- _EXERCISE GOAL_: Copy everything from the line containing "speedboat and record the coordinates." down to the end of the entries, changing "forested hillside" to "wooded hillside" and leaving the rest as it is.

Named-object pointing entries:

========

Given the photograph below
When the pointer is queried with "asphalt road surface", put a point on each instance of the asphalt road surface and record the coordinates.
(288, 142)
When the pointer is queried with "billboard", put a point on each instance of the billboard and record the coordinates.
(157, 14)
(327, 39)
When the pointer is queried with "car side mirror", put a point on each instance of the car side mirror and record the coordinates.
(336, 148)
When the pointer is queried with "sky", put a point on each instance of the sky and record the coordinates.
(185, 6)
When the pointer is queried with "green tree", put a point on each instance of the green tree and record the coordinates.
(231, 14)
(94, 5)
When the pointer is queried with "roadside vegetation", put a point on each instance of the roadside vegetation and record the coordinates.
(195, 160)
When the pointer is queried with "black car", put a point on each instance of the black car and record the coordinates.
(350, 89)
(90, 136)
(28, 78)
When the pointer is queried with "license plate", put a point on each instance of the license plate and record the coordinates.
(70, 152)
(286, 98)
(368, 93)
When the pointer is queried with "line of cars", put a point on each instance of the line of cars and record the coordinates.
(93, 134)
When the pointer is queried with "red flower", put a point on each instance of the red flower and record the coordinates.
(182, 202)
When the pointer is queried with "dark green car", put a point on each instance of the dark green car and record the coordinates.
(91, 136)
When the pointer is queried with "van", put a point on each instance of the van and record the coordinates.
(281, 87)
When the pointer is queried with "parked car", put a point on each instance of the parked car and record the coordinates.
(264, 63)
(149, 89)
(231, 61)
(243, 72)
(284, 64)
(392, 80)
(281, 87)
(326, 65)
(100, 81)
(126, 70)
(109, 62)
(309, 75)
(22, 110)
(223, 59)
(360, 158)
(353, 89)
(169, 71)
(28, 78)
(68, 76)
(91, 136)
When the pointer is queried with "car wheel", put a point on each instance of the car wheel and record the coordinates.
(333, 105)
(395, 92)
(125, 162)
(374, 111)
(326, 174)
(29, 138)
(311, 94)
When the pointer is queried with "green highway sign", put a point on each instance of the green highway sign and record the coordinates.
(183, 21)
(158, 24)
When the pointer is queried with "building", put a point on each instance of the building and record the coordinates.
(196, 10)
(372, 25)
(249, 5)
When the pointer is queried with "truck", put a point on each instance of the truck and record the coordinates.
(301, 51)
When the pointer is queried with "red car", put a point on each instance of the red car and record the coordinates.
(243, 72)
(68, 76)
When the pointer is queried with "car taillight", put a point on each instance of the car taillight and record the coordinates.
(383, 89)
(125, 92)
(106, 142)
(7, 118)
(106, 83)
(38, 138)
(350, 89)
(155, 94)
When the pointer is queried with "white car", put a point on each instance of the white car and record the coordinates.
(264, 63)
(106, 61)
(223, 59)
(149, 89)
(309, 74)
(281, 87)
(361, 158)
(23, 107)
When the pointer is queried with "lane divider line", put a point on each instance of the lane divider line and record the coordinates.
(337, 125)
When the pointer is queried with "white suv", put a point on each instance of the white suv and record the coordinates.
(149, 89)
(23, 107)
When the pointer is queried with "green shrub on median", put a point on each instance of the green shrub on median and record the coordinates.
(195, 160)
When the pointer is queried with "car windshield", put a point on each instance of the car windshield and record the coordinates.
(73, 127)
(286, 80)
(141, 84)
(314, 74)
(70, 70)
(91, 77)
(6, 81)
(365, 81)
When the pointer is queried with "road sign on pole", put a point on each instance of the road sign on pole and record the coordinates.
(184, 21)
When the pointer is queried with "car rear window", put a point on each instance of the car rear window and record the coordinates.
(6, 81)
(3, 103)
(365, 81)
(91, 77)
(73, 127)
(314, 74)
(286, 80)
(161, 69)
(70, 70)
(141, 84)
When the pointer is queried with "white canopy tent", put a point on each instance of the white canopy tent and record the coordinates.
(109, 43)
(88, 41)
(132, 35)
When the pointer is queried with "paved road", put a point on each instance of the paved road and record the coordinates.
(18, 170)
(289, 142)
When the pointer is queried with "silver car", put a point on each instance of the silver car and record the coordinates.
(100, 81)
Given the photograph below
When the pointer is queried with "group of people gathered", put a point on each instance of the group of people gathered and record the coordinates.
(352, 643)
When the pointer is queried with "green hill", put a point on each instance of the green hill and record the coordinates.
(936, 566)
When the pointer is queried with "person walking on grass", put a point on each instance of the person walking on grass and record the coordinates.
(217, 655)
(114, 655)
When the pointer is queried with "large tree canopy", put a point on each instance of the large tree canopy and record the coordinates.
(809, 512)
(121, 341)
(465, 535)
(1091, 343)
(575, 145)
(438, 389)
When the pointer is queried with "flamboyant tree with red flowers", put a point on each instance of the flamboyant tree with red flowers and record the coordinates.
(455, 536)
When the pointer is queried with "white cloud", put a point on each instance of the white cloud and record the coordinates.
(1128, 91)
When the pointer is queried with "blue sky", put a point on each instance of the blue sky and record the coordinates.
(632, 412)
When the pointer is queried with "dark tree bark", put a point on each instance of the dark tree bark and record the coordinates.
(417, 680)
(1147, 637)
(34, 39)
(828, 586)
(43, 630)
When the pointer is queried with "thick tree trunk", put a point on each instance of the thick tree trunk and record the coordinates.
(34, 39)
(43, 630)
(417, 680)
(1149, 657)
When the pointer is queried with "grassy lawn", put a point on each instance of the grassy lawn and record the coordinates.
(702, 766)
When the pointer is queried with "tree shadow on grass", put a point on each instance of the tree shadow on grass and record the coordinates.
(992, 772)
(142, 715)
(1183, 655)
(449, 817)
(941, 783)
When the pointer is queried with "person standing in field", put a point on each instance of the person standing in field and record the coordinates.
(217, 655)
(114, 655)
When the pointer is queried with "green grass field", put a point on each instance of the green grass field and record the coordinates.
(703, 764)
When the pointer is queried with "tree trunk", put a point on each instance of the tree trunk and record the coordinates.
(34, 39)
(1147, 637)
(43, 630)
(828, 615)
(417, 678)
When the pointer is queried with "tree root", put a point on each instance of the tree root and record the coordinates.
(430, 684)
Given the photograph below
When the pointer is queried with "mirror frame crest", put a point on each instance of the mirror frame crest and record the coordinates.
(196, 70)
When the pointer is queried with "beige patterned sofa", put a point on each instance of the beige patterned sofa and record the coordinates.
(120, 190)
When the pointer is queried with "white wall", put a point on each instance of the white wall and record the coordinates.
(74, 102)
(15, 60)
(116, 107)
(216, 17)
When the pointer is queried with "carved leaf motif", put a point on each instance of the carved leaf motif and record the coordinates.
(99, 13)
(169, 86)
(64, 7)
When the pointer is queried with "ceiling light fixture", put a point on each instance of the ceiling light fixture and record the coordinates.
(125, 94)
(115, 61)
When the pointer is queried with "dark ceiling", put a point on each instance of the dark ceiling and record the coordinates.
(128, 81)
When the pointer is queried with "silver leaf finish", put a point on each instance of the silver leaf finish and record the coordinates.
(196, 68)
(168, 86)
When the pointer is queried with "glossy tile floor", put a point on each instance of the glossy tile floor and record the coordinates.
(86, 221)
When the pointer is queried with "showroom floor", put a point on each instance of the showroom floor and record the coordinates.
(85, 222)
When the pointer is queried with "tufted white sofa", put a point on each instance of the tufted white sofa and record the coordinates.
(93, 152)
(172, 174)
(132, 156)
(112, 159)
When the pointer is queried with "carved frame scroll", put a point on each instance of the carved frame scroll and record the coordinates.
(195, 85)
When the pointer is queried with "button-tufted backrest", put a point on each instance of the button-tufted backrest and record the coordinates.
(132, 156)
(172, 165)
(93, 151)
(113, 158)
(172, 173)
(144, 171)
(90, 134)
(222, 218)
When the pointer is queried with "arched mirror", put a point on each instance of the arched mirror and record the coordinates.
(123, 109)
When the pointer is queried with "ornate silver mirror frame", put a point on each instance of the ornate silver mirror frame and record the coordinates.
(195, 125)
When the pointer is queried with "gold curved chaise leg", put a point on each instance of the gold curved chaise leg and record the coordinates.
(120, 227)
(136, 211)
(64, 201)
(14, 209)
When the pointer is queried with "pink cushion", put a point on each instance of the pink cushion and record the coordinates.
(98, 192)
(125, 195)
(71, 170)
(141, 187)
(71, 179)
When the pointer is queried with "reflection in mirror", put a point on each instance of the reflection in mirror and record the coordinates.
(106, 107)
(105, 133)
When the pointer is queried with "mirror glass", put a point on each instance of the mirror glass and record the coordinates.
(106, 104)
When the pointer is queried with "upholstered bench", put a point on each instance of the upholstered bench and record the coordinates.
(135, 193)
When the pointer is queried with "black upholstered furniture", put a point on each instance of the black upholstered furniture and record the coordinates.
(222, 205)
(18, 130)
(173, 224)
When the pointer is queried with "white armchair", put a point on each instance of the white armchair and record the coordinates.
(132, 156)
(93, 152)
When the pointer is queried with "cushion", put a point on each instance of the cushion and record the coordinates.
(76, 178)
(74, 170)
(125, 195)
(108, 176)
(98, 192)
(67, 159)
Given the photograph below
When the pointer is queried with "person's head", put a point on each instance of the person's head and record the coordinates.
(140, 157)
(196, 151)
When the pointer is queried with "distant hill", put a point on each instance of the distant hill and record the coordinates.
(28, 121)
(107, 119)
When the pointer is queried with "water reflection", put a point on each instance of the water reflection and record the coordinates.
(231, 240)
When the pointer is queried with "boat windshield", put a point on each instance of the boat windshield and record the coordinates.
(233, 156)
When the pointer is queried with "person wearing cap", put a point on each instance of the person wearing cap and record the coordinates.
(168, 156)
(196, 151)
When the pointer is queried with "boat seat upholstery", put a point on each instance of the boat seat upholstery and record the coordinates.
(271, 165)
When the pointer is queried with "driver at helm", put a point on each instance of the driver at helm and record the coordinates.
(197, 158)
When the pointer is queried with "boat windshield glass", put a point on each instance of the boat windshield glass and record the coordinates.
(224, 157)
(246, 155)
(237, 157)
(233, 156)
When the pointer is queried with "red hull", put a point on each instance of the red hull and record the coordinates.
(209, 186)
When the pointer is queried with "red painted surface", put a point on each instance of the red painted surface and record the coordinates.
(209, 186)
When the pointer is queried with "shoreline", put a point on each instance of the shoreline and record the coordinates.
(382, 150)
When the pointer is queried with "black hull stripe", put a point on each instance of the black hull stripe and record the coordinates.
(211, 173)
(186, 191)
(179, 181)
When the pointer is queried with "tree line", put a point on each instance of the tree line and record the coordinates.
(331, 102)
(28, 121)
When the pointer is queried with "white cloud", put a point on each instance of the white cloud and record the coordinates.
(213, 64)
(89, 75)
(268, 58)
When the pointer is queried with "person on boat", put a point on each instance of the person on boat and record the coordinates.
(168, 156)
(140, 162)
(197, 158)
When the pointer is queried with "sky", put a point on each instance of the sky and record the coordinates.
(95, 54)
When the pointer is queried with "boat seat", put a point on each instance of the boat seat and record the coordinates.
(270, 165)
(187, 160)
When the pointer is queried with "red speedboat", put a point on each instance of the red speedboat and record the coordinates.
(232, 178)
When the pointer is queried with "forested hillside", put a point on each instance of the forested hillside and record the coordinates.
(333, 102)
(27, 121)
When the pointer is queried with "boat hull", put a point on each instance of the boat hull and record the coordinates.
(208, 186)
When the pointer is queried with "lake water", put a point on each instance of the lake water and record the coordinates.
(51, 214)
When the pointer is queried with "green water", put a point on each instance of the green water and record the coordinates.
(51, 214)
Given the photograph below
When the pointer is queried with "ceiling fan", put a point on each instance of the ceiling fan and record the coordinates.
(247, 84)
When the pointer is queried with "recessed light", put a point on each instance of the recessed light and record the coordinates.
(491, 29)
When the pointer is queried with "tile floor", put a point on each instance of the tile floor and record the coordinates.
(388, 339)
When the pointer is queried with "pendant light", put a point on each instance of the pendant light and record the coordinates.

========

- _RESULT FOR THIS TASK_:
When the pointer is queried with "red speedboat", put a point on each instance of the red speedboat and record the coordinates.
(232, 178)
When the pointer is queried with "wooded hillside", put a point on each instance of the wooded hillside and record the coordinates.
(333, 102)
(27, 121)
When the pointer is queried with "boat hull", put a point on each instance of the boat hull and record the coordinates.
(208, 186)
When the pointer is queried with "lake water", put a point on each instance of the lake water and record the coordinates.
(51, 214)
When the pointer is queried with "green water", put a point on each instance of the green water and record the coordinates.
(51, 214)
Given the photograph below
When the pointer is queried with "ceiling fan", put a point on each instance of the ceiling fan and record the coordinates.
(247, 84)
When the pointer is queried with "recessed light", put a point on each instance of the recessed light and record the coordinates.
(491, 29)
When the pointer is queried with "tile floor", put a point on each instance of the tile floor and record the coordinates.
(388, 339)
When the pointer is queried with "pendant light", put a point on each instance of the pendant light and record the coordinates.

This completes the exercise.